» **What is needed**
Transcribe every line of the material below verbatim, omitting the pictures.

===== Listing =====

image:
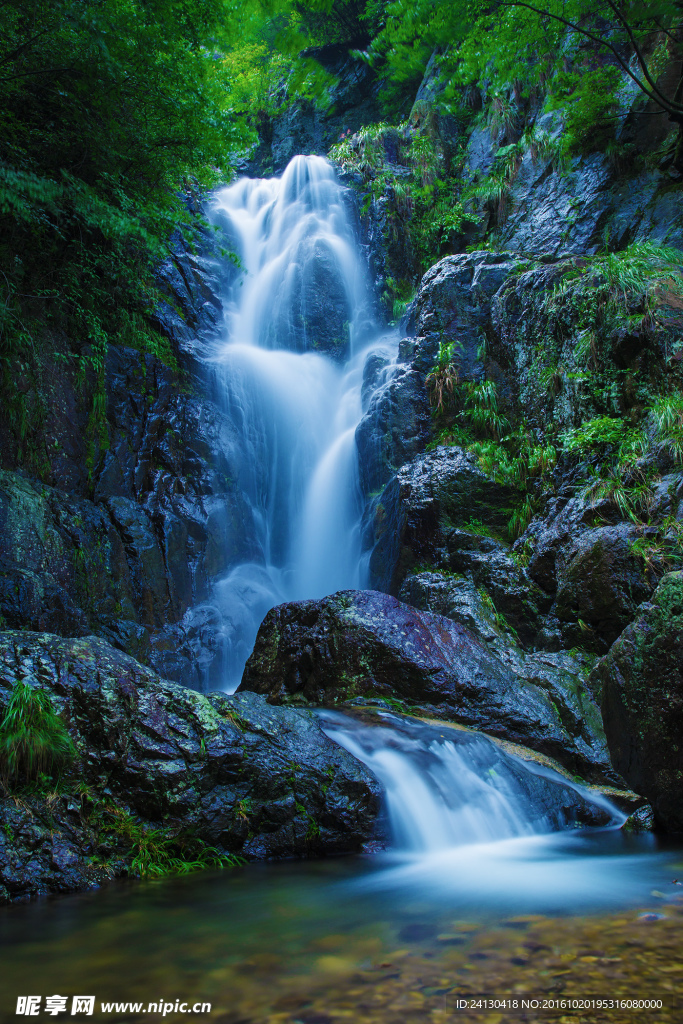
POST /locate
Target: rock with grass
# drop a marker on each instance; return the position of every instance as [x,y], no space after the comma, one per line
[641,680]
[421,512]
[161,778]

=====

» **Worked answer**
image:
POST /locate
Target: rock with grass
# drop a marker on each instance; return the position of every instance as [x,y], no space after the comma, one per line
[641,680]
[421,512]
[161,778]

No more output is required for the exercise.